*WRITTEN TASK:*
Report every line of the items that contains the string "kitten", treating uppercase and lowercase letters as different.

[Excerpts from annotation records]
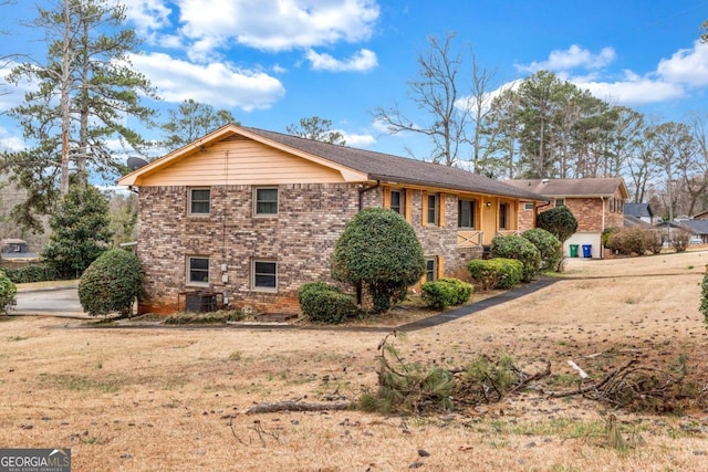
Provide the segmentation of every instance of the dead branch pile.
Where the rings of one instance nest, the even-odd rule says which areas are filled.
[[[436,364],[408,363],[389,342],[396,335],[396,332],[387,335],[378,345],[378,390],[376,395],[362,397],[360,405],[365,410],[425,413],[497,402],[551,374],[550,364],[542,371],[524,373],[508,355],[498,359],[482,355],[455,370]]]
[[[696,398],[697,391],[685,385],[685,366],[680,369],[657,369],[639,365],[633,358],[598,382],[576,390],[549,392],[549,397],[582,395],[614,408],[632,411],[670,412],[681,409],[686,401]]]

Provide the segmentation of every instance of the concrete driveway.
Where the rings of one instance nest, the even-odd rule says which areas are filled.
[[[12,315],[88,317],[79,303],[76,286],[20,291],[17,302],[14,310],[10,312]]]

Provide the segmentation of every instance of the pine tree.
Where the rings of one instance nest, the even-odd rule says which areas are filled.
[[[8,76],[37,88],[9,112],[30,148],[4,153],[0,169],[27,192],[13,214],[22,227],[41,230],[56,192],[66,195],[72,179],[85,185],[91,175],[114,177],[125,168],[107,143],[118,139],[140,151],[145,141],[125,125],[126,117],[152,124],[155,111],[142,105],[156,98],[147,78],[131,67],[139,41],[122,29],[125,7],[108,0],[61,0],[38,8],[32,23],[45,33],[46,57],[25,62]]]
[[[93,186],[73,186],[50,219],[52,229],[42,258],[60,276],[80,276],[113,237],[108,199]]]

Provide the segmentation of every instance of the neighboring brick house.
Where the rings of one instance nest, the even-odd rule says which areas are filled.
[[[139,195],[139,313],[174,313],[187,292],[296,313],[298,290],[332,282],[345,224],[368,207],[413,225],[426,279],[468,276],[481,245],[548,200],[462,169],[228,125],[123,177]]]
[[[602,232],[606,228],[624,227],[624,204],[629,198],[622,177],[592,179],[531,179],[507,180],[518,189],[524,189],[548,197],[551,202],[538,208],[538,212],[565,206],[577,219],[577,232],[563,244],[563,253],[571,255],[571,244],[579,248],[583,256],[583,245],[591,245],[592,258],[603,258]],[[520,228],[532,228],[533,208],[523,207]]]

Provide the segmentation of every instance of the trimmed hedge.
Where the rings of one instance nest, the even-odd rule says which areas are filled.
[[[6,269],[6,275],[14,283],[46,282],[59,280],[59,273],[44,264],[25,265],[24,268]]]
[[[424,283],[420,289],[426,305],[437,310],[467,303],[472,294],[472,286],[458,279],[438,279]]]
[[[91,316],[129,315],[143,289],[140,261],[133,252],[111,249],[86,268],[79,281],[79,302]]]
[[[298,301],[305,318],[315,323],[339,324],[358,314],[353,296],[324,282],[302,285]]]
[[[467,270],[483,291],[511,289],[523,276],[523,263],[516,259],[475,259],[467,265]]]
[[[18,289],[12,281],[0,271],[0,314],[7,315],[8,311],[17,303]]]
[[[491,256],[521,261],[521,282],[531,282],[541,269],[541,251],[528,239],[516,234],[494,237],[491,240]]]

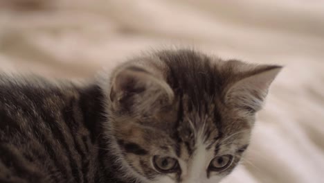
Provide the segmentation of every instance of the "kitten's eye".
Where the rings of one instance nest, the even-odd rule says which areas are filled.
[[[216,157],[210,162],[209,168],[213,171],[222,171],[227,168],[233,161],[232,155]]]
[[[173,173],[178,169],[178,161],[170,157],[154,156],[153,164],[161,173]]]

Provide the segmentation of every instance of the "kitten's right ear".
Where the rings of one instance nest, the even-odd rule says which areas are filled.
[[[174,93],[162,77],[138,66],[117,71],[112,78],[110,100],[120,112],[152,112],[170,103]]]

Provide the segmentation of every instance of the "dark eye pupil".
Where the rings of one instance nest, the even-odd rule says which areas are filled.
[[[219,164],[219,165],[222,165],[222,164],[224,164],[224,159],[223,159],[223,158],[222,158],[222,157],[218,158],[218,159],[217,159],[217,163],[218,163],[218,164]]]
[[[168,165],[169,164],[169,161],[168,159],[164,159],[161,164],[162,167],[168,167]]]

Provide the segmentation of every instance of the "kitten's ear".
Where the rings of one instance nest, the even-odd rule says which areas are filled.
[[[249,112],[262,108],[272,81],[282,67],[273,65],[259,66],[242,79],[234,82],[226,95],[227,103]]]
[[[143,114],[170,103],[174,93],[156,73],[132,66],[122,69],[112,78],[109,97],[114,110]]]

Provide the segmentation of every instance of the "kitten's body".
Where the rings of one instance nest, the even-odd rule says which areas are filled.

*EXPECTED OUTPUT:*
Provide the segmentation of every instance of the "kitten's eye".
Provide the segmentation of every instance of the "kitten's right ear".
Provide the segmentation of every instance of the "kitten's ear".
Provide the segmentation of every instance of the "kitten's body".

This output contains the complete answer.